■ **Exercise brief**: Please return, exactly and only, the lines beginning at the top of the entries below and ending with the line containing "Exercise. Mark the cinch"; keep out the pictures.

■ **Data excerpts**:

BEGIN

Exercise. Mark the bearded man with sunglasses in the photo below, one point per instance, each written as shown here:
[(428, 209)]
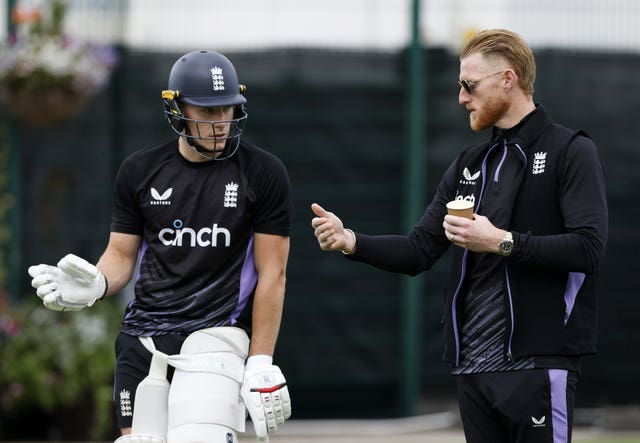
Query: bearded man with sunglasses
[(520, 305), (205, 217)]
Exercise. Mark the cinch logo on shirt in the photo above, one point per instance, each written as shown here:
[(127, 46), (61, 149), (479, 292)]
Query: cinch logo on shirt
[(181, 236)]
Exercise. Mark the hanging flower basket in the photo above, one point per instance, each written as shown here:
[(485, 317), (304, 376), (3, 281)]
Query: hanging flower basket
[(45, 108), (47, 77)]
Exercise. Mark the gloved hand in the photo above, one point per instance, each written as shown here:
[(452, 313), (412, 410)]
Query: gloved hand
[(265, 395), (72, 285)]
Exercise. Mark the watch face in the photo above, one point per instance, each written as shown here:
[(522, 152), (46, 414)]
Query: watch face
[(506, 246)]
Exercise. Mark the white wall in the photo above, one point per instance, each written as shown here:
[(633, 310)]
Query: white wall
[(383, 25)]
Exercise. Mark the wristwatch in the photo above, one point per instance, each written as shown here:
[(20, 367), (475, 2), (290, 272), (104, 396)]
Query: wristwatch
[(506, 245)]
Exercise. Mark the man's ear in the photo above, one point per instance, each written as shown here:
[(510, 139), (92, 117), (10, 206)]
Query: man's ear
[(510, 79)]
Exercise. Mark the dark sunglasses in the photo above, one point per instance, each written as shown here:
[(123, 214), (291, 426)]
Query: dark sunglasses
[(468, 85)]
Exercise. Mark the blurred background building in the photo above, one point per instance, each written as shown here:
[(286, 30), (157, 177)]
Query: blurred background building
[(359, 99)]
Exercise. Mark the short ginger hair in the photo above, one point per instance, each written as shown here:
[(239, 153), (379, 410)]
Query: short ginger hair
[(508, 46)]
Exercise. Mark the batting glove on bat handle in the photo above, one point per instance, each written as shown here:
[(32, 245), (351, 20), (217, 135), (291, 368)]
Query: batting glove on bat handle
[(265, 395), (72, 285)]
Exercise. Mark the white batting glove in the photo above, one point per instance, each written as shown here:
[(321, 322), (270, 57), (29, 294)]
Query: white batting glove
[(72, 285), (265, 395)]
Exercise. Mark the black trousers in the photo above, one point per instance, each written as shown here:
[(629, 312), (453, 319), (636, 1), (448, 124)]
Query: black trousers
[(526, 406)]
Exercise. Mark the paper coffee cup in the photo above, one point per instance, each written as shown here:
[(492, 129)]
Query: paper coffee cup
[(460, 208)]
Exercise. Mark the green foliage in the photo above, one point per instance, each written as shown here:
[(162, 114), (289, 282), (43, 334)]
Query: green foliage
[(52, 360)]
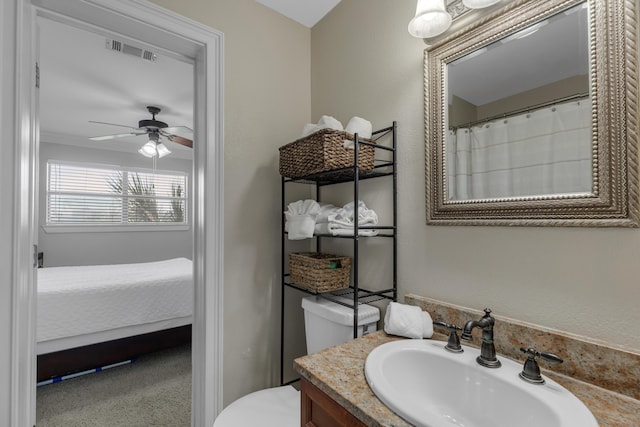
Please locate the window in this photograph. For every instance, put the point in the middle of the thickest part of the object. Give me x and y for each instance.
(103, 195)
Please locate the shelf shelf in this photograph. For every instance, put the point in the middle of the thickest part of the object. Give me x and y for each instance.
(385, 165)
(365, 296)
(339, 176)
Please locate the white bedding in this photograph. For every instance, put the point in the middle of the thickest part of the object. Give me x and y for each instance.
(84, 300)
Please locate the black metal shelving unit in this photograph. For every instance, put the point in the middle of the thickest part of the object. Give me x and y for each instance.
(385, 167)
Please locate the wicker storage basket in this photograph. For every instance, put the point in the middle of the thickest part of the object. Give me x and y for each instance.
(318, 272)
(323, 151)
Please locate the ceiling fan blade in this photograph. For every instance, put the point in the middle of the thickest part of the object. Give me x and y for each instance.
(118, 135)
(113, 124)
(180, 140)
(180, 130)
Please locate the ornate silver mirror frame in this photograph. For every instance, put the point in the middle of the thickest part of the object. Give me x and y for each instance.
(613, 75)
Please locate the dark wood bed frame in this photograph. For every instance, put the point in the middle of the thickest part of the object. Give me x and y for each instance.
(80, 359)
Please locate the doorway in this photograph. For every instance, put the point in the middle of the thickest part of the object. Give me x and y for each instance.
(148, 23)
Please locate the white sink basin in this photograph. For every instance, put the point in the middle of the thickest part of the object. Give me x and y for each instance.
(431, 387)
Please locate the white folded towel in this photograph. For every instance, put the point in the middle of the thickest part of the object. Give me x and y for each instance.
(358, 125)
(407, 321)
(328, 122)
(301, 219)
(345, 217)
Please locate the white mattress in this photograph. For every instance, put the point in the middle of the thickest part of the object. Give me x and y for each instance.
(84, 300)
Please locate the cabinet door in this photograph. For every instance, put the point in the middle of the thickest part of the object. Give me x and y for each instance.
(319, 410)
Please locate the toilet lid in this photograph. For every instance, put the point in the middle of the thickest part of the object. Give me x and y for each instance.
(272, 407)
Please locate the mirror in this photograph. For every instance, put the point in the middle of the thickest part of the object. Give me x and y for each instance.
(531, 117)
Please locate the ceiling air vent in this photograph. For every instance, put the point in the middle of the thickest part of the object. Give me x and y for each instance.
(128, 49)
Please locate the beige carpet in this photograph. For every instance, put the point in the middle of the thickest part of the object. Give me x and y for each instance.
(153, 391)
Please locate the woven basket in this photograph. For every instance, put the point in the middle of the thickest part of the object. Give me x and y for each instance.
(323, 151)
(318, 272)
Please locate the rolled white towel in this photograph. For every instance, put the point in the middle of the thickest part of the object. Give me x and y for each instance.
(328, 122)
(308, 129)
(358, 125)
(407, 321)
(301, 219)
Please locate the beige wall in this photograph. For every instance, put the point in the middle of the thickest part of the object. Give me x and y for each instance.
(267, 101)
(360, 60)
(579, 280)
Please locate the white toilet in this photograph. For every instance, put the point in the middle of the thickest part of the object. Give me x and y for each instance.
(326, 324)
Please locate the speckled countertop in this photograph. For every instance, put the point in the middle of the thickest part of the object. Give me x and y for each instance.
(339, 372)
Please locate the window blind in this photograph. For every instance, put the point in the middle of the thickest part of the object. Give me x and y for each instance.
(84, 194)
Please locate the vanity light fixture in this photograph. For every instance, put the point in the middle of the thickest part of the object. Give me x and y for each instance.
(479, 4)
(432, 19)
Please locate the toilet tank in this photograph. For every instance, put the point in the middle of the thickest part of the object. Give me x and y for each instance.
(327, 323)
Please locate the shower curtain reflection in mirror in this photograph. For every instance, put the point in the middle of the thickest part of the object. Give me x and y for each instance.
(547, 151)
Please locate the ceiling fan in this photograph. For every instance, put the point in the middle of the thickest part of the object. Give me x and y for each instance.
(155, 130)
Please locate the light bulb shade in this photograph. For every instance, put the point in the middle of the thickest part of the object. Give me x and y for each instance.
(148, 149)
(162, 150)
(432, 19)
(479, 4)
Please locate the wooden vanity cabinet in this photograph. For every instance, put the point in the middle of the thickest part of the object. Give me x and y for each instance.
(319, 410)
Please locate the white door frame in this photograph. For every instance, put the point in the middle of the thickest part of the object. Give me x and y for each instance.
(141, 20)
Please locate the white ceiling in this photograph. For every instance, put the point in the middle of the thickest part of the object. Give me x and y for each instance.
(305, 12)
(558, 49)
(81, 80)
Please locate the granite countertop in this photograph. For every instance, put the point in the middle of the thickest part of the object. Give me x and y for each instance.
(339, 372)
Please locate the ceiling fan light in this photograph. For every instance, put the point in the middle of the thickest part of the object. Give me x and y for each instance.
(148, 149)
(162, 150)
(432, 19)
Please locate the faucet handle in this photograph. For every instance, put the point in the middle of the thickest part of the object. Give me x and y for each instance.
(531, 370)
(453, 343)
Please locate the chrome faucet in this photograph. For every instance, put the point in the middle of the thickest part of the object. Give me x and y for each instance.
(487, 356)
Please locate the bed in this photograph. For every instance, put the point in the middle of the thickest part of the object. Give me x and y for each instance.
(91, 316)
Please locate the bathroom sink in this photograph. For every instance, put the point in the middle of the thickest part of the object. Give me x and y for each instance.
(431, 387)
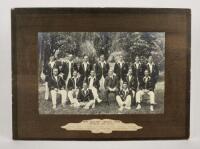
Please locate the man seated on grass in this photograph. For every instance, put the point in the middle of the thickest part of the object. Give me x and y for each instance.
(73, 86)
(111, 86)
(85, 97)
(146, 87)
(57, 86)
(124, 97)
(94, 85)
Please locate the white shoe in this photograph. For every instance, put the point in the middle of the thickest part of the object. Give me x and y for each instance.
(99, 100)
(86, 107)
(93, 106)
(54, 107)
(151, 108)
(128, 108)
(138, 107)
(121, 108)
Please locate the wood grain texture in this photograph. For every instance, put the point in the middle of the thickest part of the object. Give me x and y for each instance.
(26, 23)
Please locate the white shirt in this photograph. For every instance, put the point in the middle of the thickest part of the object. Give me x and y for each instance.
(56, 78)
(137, 65)
(75, 82)
(70, 65)
(126, 91)
(85, 66)
(52, 64)
(146, 79)
(120, 63)
(129, 77)
(150, 67)
(91, 82)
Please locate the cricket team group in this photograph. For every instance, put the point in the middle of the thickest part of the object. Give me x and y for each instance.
(80, 82)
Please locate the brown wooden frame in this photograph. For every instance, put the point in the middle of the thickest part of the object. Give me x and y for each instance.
(26, 22)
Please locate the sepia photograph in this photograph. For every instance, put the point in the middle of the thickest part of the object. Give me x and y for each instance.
(101, 72)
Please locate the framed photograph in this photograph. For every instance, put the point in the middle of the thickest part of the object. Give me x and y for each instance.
(100, 73)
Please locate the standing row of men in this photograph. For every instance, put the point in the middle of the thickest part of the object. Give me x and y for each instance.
(81, 82)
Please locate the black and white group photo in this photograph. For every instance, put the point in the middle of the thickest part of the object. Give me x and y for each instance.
(101, 72)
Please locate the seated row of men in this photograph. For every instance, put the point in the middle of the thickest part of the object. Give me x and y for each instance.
(82, 82)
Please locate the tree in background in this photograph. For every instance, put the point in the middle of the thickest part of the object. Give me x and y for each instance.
(111, 44)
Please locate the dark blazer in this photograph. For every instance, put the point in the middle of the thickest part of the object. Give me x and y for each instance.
(101, 71)
(155, 72)
(86, 72)
(124, 94)
(67, 68)
(71, 83)
(149, 85)
(133, 83)
(84, 97)
(95, 83)
(79, 68)
(47, 70)
(121, 72)
(109, 82)
(53, 84)
(62, 68)
(138, 72)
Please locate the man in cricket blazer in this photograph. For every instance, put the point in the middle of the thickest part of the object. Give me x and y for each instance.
(121, 69)
(57, 86)
(93, 84)
(138, 69)
(123, 97)
(69, 67)
(73, 86)
(79, 68)
(111, 86)
(101, 70)
(146, 87)
(62, 69)
(87, 67)
(47, 73)
(132, 83)
(153, 70)
(85, 97)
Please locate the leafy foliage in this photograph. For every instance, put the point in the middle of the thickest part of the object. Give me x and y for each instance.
(93, 44)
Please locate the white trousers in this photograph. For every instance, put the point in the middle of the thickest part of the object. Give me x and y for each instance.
(46, 95)
(94, 92)
(87, 104)
(127, 102)
(54, 96)
(140, 94)
(72, 95)
(101, 82)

END

■ **Task output**:
Exercise. Mark the bearded man with sunglasses in the photo below, one point per instance, each written as shown here:
[(428, 209)]
Query: bearded man with sunglasses
[(520, 305), (205, 217)]
Exercise. Mark the cinch logo on shirt in the photo above, one point per instance, each written as shown here:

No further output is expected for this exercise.